━━━━━ SELECTED PASSAGE ━━━━━

I have just read most of your paper and really liked it. Here are various things which I hope will be of interest.

My (way too long) page: http://astroneu.com/plasma-redshift-1/ points to Ari Brynjolfsson's two recent papers on plasma redshift, the second of which refers specifically to SN1a light curves. I also discuss my own partly formed plasma redshift theory, and a bunch of ideas about quasar redshift, the heating of the solar corona, spicules, the origin of the CMB etc. For instance, in a very old Universe, I propose the CMB may arise from a large population of cold (3K) black dwarfs and their collision fragments. These generally form a diffuse cloud around spiral galaxies - a dark matter halo which has a significantly greater mass then the visible stars in the disc. Some would be ejected entirely. These black dwarfs would would attain the average black body temperature they see and both radiate and slighly absorb the CMB. Its just an idea - no quantitative estimates of how well this might explain observations.

I want to draw your attention to another major argument against the conventional BBT interpretation of quasar redshifts. Several papers report researchers' failure to find the "Transverse Proximity Effect" (TPE) with a foreground quasar.

http://astroneu.com/plasma-redshift-1/#TPE

According to the BBT, redshift directly predicts each quasar's distance, and when two high redshift quasars appear close to each other on the sky, the conventional theory is that TPE will be observed. The idea is that the background quasar has a Lyman alpha forest which is caused by neutral H clouds, some of which are located close to the foreground quasar. Quasars being so bright are predicted to photoionize any neutral H in their vicinity, so the prediction is that there will be an absence of Lyman alpha absorption in a part of the spectra of the background quasar which corresponds to the location of the foreground quasar. However, three sets of researchers find NO effect.

They consider three unpalatable or unacceptable explanations relating to the foreground quasar: that it is beamed towards Earth, that it turns on and off regularly, and that it is surrounded by some kind of cloud which shields the line of sight to the background quasar from being ionised. They do not consider the possibility that maybe the quasars are not where they assume them to be. I wrote to them suggesting this and received no reply.

My page has a lot of other stuff which will probably interest, amuse or annoy folks in this discussion.

In the same vein, here are some queries for BBT supporters and critics:

1 - What would a black hole outside a galaxy look like? I figure that neutron stars or pairs of neutron stars could be ejected from galaxies, by asymmetrical SN explosions, or by gravitational disturbance by another neutron star. Eventually, they would collect enough matter from the IGM to become black holes.

━━━━━

- WRITTEN REQUEST A: The post on quasar redshifts names three explanations that researchers consider for the foreground quasar. List them.

━━━━━ EXERCISE INPUTS ━━━━━

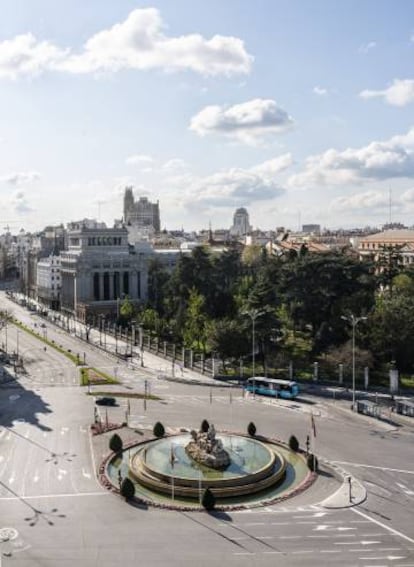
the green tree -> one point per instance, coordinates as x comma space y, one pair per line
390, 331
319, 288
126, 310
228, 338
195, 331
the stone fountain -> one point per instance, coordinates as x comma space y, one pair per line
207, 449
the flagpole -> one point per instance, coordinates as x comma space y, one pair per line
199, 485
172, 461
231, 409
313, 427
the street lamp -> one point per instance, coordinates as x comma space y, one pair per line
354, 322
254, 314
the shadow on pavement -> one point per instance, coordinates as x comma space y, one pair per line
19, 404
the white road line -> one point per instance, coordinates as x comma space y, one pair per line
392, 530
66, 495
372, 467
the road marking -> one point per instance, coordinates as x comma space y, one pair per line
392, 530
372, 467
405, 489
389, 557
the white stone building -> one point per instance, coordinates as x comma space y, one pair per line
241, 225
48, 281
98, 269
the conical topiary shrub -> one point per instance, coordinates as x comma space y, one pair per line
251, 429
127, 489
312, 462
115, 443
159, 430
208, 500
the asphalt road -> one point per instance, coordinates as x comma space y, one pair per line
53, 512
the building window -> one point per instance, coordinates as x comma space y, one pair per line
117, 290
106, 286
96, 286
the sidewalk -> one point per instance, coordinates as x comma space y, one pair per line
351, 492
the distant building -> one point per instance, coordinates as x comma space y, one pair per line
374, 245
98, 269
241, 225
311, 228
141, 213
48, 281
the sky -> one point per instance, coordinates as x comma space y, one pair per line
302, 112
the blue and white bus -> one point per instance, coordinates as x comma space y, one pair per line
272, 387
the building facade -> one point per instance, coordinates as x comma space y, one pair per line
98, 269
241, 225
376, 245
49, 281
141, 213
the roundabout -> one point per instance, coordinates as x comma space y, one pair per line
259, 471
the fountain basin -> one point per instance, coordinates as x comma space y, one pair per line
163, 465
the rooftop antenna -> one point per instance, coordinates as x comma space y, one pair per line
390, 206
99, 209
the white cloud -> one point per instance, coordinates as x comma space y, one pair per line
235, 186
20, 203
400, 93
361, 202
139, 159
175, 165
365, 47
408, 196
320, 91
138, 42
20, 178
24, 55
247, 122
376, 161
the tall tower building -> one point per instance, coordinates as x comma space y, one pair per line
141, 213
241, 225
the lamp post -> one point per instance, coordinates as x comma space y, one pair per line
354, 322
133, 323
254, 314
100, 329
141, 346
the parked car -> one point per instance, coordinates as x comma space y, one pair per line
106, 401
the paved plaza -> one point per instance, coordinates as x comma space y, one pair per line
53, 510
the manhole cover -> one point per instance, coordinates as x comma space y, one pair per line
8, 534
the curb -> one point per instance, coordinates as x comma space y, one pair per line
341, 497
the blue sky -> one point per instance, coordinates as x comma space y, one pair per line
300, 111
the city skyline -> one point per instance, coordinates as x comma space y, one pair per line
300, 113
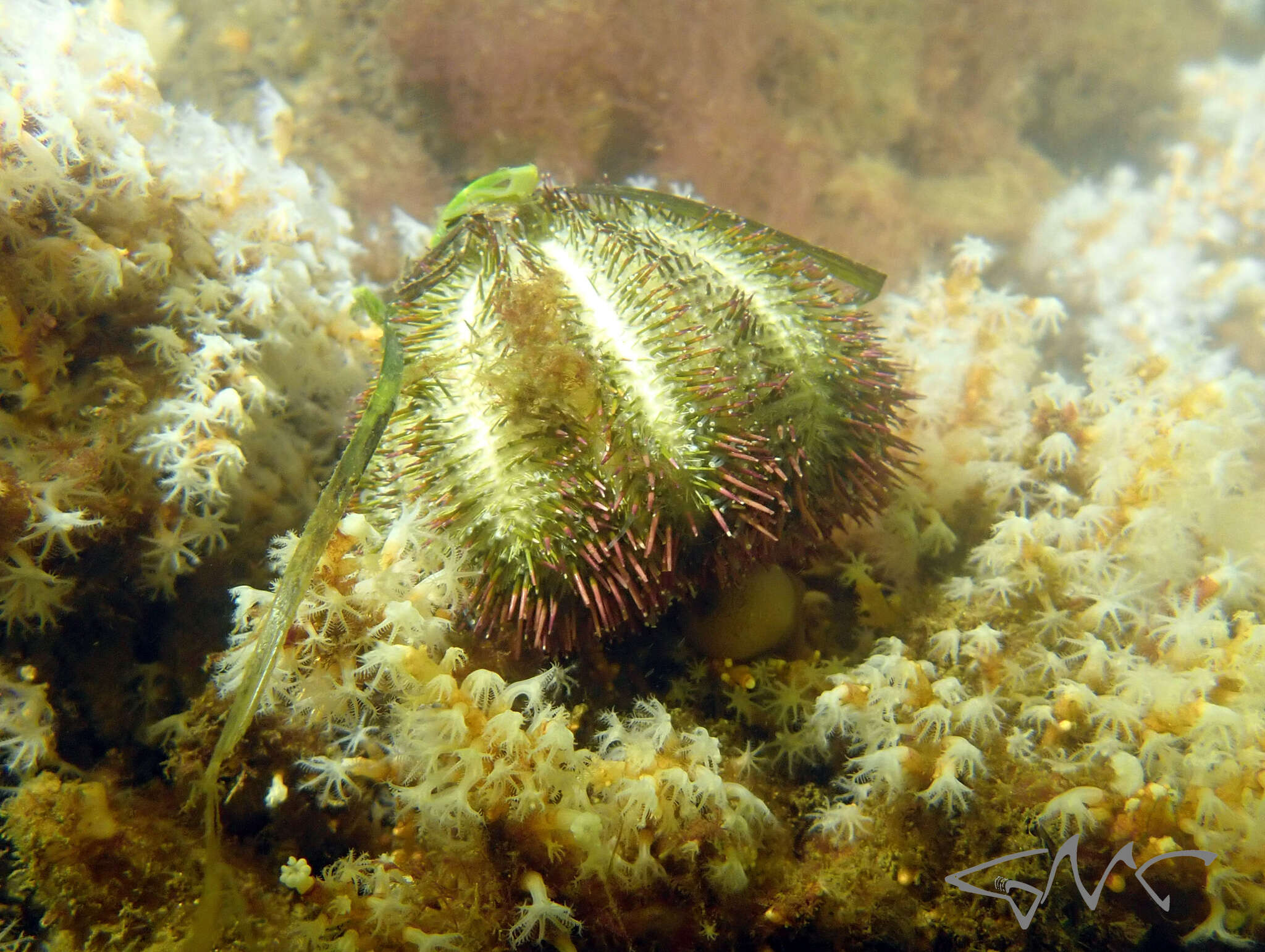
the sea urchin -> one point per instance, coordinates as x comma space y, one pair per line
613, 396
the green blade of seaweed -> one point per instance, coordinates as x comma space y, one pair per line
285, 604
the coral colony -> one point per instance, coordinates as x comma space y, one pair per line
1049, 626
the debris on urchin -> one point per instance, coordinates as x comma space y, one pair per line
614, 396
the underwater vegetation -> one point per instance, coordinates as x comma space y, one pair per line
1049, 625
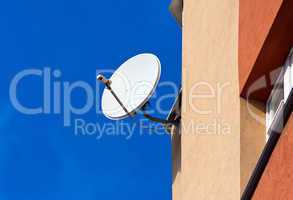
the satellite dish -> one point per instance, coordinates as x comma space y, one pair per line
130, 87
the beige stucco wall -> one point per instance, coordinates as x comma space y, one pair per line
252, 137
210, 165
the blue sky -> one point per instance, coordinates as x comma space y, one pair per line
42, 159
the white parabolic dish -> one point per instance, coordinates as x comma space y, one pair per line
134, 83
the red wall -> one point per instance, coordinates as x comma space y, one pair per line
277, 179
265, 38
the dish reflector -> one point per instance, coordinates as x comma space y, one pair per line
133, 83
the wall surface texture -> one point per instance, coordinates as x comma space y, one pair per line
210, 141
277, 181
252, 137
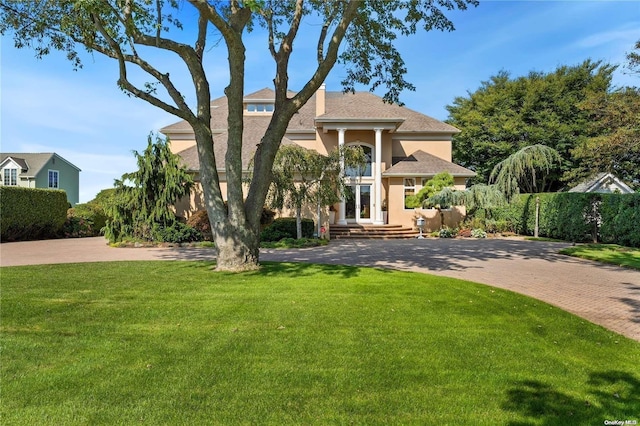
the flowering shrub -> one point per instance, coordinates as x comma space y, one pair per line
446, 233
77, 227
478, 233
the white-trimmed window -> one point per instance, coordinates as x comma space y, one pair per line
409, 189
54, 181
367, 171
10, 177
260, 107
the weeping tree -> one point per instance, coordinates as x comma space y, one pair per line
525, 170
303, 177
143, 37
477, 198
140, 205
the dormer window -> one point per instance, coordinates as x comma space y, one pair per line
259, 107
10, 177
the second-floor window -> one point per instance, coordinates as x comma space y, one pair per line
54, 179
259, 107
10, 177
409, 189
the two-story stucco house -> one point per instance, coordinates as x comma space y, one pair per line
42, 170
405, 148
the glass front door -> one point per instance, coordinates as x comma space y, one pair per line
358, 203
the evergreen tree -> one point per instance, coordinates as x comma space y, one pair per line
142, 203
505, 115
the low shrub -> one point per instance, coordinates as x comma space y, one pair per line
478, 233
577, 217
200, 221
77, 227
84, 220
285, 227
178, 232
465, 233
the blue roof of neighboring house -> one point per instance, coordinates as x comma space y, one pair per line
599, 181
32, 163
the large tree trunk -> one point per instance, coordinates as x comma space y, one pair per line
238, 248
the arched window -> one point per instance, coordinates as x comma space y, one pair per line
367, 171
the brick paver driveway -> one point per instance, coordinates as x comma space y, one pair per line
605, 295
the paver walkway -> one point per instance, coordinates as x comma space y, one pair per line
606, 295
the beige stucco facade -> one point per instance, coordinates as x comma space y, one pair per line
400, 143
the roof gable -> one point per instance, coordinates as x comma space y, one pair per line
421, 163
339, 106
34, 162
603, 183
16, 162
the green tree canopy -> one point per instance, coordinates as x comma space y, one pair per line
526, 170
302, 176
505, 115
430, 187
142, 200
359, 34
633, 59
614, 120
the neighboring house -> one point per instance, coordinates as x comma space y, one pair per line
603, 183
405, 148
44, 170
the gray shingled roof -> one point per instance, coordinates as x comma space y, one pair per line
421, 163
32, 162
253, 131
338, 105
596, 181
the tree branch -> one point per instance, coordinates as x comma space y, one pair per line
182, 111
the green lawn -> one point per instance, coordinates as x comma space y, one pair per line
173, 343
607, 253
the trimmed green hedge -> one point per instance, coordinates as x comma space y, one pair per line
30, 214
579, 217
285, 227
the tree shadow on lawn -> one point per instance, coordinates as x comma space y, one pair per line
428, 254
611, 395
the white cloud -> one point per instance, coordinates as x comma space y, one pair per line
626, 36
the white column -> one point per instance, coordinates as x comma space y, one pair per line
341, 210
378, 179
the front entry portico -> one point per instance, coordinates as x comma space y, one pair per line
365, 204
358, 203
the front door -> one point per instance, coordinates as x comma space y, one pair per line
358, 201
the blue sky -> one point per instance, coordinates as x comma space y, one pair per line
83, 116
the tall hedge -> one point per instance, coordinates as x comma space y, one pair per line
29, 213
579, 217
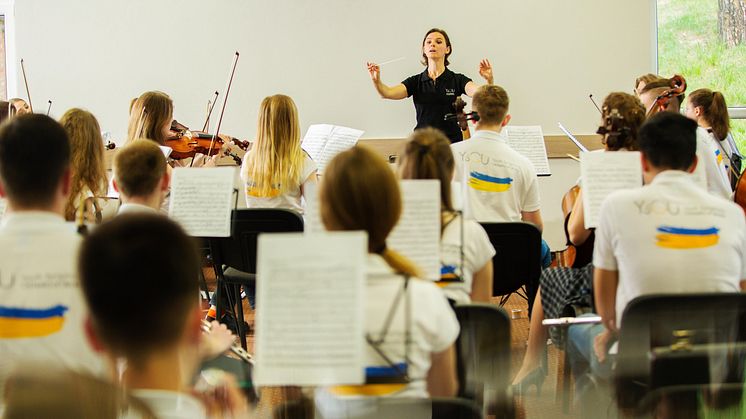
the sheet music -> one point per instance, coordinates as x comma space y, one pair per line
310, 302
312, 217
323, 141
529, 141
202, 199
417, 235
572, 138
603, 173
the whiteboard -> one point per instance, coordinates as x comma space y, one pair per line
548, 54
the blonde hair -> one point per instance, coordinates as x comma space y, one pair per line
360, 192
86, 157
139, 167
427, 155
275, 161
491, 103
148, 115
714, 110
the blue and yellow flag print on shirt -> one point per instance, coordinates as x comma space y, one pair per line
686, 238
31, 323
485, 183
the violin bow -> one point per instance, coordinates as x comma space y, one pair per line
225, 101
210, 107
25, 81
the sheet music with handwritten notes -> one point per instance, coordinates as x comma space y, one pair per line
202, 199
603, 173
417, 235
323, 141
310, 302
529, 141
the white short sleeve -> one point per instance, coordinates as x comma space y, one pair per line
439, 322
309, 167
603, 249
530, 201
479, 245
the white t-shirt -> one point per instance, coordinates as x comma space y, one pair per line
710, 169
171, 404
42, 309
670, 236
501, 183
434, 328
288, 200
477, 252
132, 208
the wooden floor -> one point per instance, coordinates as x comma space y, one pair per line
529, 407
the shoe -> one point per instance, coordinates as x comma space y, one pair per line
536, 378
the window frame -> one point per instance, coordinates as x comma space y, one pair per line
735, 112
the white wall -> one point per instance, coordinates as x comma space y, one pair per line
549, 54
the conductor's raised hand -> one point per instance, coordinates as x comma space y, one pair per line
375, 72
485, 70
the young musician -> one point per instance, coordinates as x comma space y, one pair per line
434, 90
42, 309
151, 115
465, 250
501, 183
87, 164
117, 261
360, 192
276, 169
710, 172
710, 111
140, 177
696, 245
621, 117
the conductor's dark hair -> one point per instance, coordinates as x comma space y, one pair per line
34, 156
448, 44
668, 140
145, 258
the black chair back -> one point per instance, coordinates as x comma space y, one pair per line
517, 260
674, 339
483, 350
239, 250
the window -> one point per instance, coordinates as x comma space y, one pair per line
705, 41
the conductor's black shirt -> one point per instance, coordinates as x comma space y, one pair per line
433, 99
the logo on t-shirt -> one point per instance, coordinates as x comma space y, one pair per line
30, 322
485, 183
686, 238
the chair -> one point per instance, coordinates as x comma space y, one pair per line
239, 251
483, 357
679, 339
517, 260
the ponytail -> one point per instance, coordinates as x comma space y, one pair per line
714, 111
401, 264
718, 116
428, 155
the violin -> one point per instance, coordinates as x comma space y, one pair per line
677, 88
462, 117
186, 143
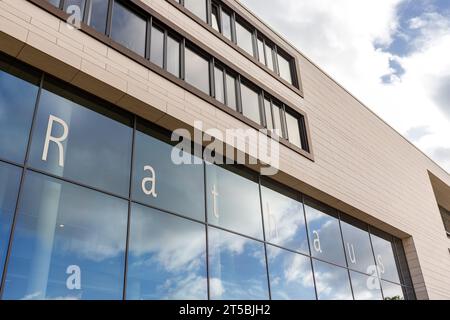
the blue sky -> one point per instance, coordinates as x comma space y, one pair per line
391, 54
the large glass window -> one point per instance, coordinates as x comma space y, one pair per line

━━━━━

- WRITTEN REQUEST B: Copy out the rows from the line that contains "the ponytail ->" through the end of the rows, with both ends included and the pictures omitted.

- EXPECTED ANSWER A:
- The foreground quasar is beamed towards Earth.
- It turns on and off regularly.
- It is surrounded by some kind of cloud that shields the line of sight to the background quasar from being ionised.

- EXPECTED ANSWER B:
the ponytail -> one point per instance, coordinates as x comma space y, one pair per line
714, 111
401, 264
718, 116
428, 155
the violin -> one point per instance, coordinates as x comma space y, one pair per line
677, 88
462, 117
186, 143
the blue sky -> one point per instance, coordinates as x comma space y, one pair per line
391, 54
the large glass window -> one point per instance, coordinates as x comma space y, one pair per line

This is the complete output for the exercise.